◆ TASK 1
In the passage on ML-based measurement models, roughly how many pre-process parameters can be floated in a physics-based measurement model?
◆ TASK 2
Retype the part of the passage on ML-based measurement models that opens with the words containing "In practice, the" and closes with "floated when generating post-process synthetic data sets.".
◆ TASK 3
Extend the passage on ML-based measurement models, picking up after its final sentence.

In general, the effectiveness of a ML based measurement model depends on the quality and quantity of reference training data. Training data must be gathered at high sampling frequency over a wide range of the process parameter space to meet the measurement application requirements involving the most advanced memory and logic device structures. Unfortunately, actual reference measurement data, e.g., Transmission Electron Microscopy (TEM) measurements, Scanning Electron Microscopy (SEM) measurements, etc., is limited to a very small number of measurement sites on a wafer, e.g., less than 50 locations, for a particular measurement application. The lack of accurate reference measurement data collected from each wafer leaves vast portions of the process space unrepresented or underrepresented in the training data set. As a result, a ML based measurement model trained on sparse reference measurement data tends to inaccurately characterize structures fabricated within large portions of the process space.
In an attempt to overcome the lack of actual reference measurement data, training data is generated synthetically. In some examples, post-process synthetic data sets, e.g., spectra, are generated based on a physics based measurement model. The synthetic data sets are generated using an RCWA solver over a range of different parameter values that simulates the process space. The synthetically generated data sets are employed to train a ML based measurement model. In practice, however, synthetically generated training data do not capture all pre-process variation and cannot predict all the possible post-process variation before library generation. In some examples, pre-process variation occurs in parameters that are fixed in value when generating post-process synthetic data sets. As a result, the pre-process variation is not captured at all in the training data. In one example, pre-process process variation of a material optical dispersion occurs, yet the dispersion parameter is treated as fixed when generating post-process synthetic data sets.
In practice, the number of pre-process parameters that can be floated in a physics based measurement model is limited, e.g., 10-15 parameters, by concerns about model quality, time to solution, and the computational effort associated with library generation. Moreover, the number of pre-process parameters that actually vary greatly exceeds that number. As a result, the pre-process variation of many parameters is not captured in the post-process synthetic data sets, even when some pre-process parameters are floated when generating post-process synthetic data sets.

◆ SUPPLIED INFORMATION
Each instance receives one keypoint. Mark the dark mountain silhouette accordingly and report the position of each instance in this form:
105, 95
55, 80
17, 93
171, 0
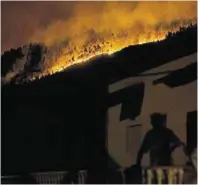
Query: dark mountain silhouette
59, 122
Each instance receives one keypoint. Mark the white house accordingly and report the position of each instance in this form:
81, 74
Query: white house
125, 135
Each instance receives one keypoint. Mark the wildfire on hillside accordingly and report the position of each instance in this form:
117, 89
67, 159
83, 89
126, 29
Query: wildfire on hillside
102, 28
81, 52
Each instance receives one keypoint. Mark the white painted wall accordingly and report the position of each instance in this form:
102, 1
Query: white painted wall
175, 102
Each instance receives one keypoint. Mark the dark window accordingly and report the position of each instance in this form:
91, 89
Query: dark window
191, 131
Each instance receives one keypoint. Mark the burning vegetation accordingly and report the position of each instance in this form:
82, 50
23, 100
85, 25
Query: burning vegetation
98, 31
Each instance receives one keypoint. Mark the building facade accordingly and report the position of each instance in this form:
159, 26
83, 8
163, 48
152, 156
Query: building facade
170, 89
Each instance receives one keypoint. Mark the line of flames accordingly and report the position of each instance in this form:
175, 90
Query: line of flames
60, 61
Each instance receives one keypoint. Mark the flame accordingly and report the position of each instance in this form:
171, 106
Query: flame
80, 53
102, 28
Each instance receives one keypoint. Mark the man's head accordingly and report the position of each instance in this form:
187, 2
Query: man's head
158, 120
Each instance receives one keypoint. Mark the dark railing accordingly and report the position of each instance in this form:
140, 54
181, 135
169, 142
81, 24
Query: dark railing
150, 175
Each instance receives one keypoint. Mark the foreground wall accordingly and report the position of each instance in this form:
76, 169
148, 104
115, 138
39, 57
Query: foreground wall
125, 135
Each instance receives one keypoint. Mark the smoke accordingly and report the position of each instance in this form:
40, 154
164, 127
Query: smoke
113, 17
76, 31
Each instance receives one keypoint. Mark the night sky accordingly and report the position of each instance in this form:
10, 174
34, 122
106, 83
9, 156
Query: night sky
25, 21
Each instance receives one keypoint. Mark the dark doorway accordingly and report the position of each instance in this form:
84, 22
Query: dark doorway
191, 131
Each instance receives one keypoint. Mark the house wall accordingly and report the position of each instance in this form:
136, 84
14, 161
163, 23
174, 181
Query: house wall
125, 137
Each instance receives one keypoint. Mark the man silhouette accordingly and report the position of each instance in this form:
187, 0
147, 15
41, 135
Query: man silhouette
160, 142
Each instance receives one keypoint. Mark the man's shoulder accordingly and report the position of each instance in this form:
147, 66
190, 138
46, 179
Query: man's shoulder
168, 130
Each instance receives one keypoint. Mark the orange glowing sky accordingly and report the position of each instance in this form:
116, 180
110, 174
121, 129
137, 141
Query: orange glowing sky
76, 31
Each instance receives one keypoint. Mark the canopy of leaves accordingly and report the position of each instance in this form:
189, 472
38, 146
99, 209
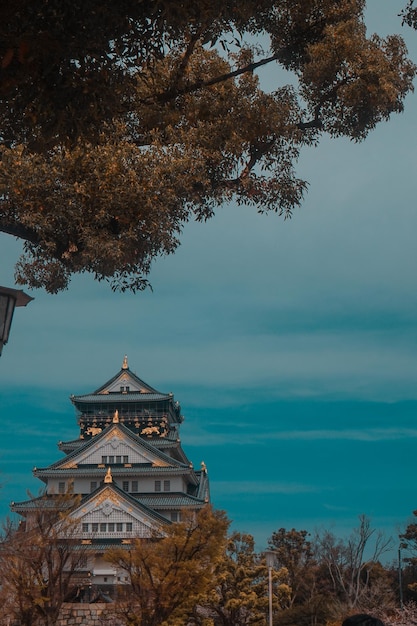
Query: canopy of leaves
121, 121
38, 562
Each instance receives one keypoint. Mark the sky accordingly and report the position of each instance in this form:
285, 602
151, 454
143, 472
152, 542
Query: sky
291, 345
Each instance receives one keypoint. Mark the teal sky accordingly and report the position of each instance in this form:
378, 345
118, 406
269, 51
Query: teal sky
292, 346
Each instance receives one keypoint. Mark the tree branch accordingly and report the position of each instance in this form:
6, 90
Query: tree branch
18, 230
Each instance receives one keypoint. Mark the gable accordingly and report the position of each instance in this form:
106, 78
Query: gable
110, 515
115, 447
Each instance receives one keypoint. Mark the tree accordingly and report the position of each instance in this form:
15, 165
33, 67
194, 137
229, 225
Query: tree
239, 596
121, 121
168, 575
352, 572
293, 551
39, 561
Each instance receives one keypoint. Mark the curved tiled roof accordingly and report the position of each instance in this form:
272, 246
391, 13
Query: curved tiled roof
109, 398
146, 470
168, 501
134, 438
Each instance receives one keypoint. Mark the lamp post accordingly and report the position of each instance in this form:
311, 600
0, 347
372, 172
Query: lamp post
270, 562
9, 299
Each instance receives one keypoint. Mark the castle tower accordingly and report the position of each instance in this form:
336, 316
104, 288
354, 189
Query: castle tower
127, 468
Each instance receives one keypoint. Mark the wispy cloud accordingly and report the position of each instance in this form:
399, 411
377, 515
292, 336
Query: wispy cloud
256, 488
266, 436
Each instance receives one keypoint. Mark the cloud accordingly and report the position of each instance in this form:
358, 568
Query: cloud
236, 488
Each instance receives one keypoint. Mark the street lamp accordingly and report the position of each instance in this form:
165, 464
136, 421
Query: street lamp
270, 556
9, 299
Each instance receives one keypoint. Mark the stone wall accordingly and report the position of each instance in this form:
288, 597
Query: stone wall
87, 615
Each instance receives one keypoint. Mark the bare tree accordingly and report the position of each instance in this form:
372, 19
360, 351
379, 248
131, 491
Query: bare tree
351, 563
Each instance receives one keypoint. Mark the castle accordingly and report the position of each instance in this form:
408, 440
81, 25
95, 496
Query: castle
127, 468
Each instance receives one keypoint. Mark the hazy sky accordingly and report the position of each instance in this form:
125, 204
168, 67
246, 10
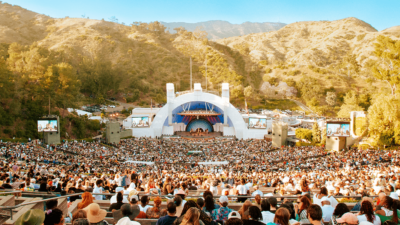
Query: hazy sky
381, 14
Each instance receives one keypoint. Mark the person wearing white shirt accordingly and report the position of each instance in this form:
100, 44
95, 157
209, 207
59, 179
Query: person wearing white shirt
242, 189
268, 217
98, 189
114, 198
214, 187
327, 209
256, 192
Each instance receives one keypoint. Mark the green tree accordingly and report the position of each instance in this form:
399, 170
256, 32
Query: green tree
350, 104
384, 120
350, 64
387, 67
302, 133
330, 98
248, 92
316, 133
308, 88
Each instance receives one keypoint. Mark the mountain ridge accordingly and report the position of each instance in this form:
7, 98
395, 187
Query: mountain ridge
218, 29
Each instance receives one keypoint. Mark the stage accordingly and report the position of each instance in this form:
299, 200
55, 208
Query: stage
187, 135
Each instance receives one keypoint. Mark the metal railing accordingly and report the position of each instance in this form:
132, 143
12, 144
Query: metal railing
150, 195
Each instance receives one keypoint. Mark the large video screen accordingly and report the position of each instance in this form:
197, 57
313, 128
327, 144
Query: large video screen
140, 121
47, 125
257, 123
338, 129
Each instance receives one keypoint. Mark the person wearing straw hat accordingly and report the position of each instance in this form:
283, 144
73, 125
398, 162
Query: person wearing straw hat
95, 215
31, 217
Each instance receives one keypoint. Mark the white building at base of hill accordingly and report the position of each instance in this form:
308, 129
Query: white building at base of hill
191, 110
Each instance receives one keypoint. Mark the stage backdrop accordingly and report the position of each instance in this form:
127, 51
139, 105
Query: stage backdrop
199, 123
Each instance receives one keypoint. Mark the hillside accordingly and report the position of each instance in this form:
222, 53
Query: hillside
84, 61
218, 29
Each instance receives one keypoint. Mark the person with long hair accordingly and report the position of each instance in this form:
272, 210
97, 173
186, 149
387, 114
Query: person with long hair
222, 213
79, 214
205, 219
54, 217
243, 210
118, 204
191, 217
322, 193
255, 217
386, 210
209, 193
43, 187
314, 214
155, 211
367, 213
268, 216
179, 205
168, 187
87, 199
340, 209
144, 203
282, 217
209, 205
301, 209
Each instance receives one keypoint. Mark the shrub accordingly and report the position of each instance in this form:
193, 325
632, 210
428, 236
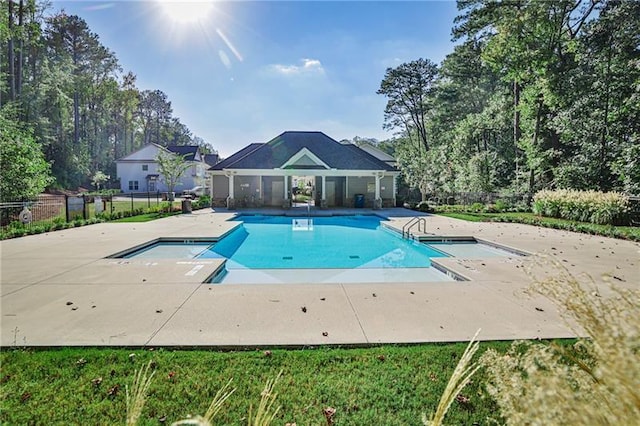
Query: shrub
501, 206
476, 207
423, 206
604, 208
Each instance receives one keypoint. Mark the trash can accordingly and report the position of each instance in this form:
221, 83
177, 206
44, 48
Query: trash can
186, 206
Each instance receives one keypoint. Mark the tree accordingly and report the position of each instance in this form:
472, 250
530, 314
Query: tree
408, 87
98, 179
24, 172
171, 166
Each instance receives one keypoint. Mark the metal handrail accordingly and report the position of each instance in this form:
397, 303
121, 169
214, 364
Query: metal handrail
406, 229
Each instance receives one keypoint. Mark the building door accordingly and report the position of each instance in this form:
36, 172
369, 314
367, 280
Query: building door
331, 193
277, 193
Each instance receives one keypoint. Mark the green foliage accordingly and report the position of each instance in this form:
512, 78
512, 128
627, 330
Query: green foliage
98, 179
423, 206
593, 383
385, 385
24, 172
171, 167
536, 95
584, 206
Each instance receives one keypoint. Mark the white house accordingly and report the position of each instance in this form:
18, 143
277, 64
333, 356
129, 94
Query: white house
138, 171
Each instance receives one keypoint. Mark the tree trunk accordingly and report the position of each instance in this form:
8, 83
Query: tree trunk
536, 135
20, 48
11, 57
516, 124
603, 184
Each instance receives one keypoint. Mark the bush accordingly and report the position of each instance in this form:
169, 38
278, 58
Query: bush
423, 206
476, 207
604, 208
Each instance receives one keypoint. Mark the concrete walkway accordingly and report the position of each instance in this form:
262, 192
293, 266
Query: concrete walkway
60, 289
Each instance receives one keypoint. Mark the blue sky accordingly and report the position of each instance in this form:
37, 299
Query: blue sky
246, 71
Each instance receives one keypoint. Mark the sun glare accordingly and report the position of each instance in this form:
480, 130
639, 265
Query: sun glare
188, 11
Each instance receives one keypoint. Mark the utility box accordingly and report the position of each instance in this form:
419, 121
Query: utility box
186, 206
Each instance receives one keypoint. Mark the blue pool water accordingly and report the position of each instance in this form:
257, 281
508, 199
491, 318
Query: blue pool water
340, 242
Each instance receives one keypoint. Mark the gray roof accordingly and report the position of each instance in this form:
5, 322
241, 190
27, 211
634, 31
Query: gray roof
275, 153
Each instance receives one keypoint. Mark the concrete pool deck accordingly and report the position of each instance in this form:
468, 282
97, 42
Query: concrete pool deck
59, 289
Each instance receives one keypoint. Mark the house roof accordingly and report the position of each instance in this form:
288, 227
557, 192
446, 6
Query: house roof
189, 152
211, 159
277, 152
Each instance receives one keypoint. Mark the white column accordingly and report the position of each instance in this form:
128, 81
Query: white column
395, 189
286, 188
231, 186
347, 188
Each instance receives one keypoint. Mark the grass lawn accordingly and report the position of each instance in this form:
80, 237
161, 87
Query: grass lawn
624, 232
125, 205
387, 385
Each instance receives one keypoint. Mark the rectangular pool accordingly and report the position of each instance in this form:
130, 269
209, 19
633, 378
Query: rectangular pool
336, 249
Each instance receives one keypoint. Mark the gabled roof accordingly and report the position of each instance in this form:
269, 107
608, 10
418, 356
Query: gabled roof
277, 153
224, 164
211, 159
189, 152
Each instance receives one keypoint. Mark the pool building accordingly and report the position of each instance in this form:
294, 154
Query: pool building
343, 174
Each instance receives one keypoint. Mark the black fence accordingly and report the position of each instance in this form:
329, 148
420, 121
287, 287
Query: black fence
51, 209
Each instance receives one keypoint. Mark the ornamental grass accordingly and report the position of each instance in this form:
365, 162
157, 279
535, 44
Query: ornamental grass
597, 382
604, 208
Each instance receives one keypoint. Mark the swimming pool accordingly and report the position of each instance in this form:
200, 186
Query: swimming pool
340, 242
336, 249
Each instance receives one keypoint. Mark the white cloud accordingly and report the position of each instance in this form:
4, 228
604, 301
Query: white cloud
306, 66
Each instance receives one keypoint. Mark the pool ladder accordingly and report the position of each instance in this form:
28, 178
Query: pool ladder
416, 221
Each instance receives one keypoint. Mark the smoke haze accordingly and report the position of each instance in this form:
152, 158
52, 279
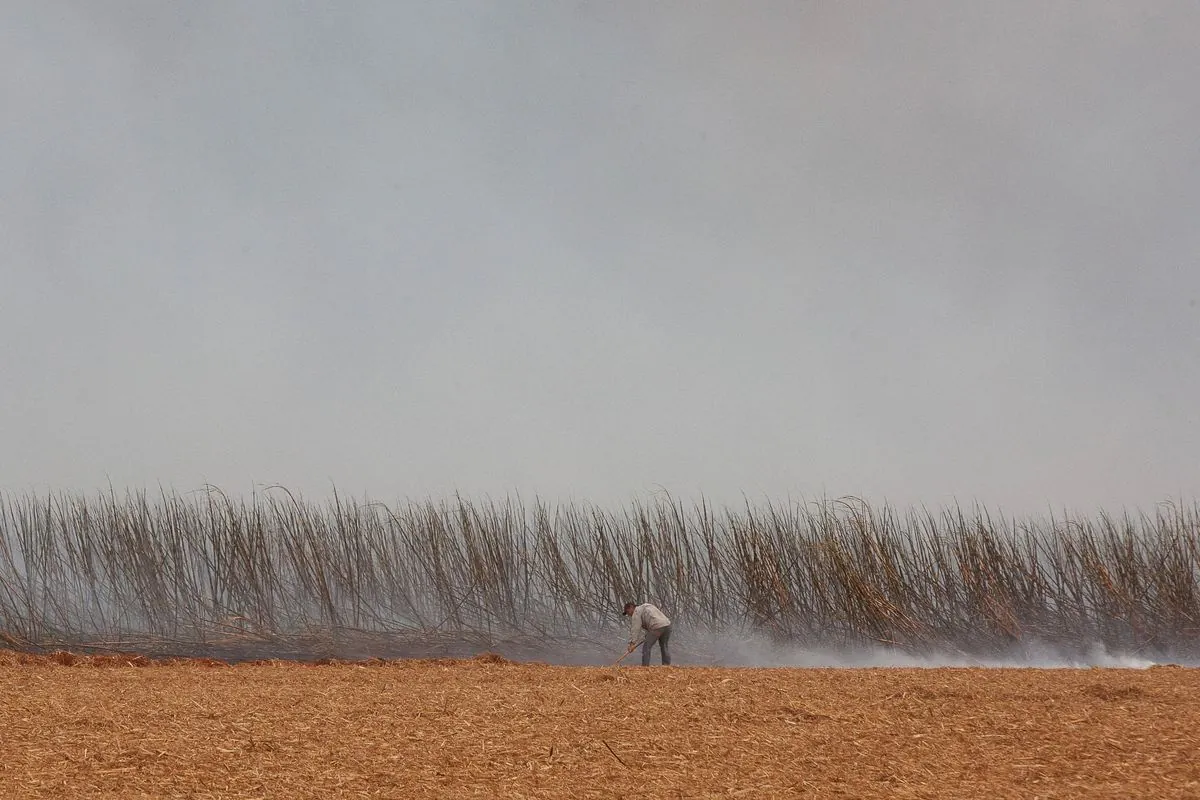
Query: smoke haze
913, 252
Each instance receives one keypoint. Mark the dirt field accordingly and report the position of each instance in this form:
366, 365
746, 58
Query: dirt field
484, 729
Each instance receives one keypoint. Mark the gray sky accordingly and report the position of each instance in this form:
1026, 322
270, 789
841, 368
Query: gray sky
916, 252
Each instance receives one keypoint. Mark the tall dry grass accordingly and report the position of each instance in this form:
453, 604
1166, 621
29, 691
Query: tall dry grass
201, 571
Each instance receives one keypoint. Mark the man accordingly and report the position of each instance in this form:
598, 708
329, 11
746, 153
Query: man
658, 629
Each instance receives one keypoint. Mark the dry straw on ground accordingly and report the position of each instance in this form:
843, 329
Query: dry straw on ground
487, 728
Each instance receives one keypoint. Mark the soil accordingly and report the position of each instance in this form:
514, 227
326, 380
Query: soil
130, 727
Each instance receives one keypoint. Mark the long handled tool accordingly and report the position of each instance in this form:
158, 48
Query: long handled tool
623, 657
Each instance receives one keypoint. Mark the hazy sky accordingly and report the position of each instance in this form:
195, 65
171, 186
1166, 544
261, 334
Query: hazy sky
911, 251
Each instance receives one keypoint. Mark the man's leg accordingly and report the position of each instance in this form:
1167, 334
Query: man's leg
648, 645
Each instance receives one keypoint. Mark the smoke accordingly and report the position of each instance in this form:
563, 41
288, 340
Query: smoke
749, 649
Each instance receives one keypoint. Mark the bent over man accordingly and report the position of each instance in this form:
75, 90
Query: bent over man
657, 627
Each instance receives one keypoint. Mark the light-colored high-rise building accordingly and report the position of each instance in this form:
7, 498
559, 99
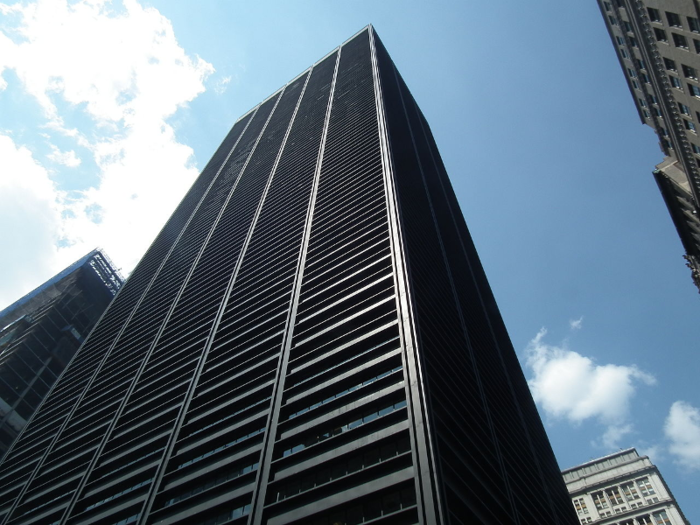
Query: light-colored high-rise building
658, 45
623, 488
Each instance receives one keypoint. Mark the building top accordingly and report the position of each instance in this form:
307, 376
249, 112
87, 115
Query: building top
601, 464
100, 264
622, 488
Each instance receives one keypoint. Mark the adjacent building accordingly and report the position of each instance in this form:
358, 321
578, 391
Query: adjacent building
658, 45
311, 339
623, 488
40, 333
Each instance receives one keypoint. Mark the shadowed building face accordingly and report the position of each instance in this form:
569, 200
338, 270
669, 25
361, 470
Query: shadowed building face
310, 339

◆ WRITTEN ANSWER 1
About 10-15 parameters.

◆ WRITTEN ANSWER 2
In practice, the number of pre-process parameters that can be floated in a physics based measurement model is limited, e.g., 10-15 parameters, by concerns about model quality, time to solution, and the computational effort associated with library generation. Moreover, the number of pre-process parameters that actually vary greatly exceeds that number. As a result, the pre-process variation of many parameters is not captured in the post-process synthetic data sets, even when some pre-process parameters are floated when generating post-process synthetic data sets.

◆ WRITTEN ANSWER 3
Modeling of emerging semiconductor structures has resulted in increasingly complicated models with unsatisfactory results. Machine learning model based metrology methods have shown promise for many measurement applications involving the most advanced memory and logic device structures. Unfortunately, the training data currently employed to train ML based measurement models is limiting the performance of trained ML based measurement models. In particular, pre-process measurement data that correlates with post-process parameters of interest is not adequately captured by the training data sets currently employed. As complex semiconductor structures become more common, and with less time per project, improved measurement model training methods and tools are desired.
Methods and systems for using pre-process measurement data to train a post-process, machine learning (ML) based measurement model are described herein. In addition, methods and systems for performing measurements of complex semiconductor structures based on a combined measurement model including trained pre-process and post-process measurement models are also described herein. Pre-process measurement data is employed directly as part of a combined ML based measurement, indirectly as part of the training data set for a post-process, ML based measurement model, or both, to take advantage of the correlation between structural characteristics of a measured sample before and after one or more intervening process steps.
The methods and systems described herein improve measurement accuracy and robustness for cutting-edge measurement applications involving Gate All Around (GAA) structures, Fork Sheet structures, CFET structures, 3D VNAND structures, 3D DRAM structures, etc. In one example, the methods and systems described herein improve critical dimension measurements of a GAA SRAM structure after a Sheet Formation process step.
In one aspect, a post-process, ML based measurement model is trained using reference data derived from actual reference measurements and estimated reference data generated by a trained mapping model. The trained mapping model maps measured values of parameters of interest at a pre-process state to estimated reference values at the post-process state. In this manner, the reference data employed to train a ML based measurement model is augmented based on pre-process measurement data.
The measured values of parameters of interest at the pre-process state are reliably generated by high-throughput, in-line metrology. By augmenting actual reference measurements with estimated reference data generated at high-throughput, a very large, high quality reference data set is generated quickly and at reasonable cost in terms of time and effort.
For many process steps of a complex semiconductor structure, reliable reference measurements are only available from low throughput, expensive, and often destructive measurement techniques, e.g., Transmission Election Microscopy (TEM), Scanning Electron Microscopy (SEM), etc. Thus, in practice, it is not feasible to generate very large reference data sets based on actual reference measurement data generated by trustworthy reference measurement systems for many process steps. In response, pre-process measurement data is employed to overcome the limited amount of actual reference measurement data.
Measurements of parameters of interest at a post-process state using a post-process measurement model trained using augmented reference data are generally more robust and more accurate compared to measurements performed using a post-process measurement model trained using only actual reference data. Moreover, training a post-process, ML based measurement model using actual reference data augmented by estimated reference data generated by a trained mapping model dramatically shortens the time required to generate an accurate and reliable machine learning based measurement model.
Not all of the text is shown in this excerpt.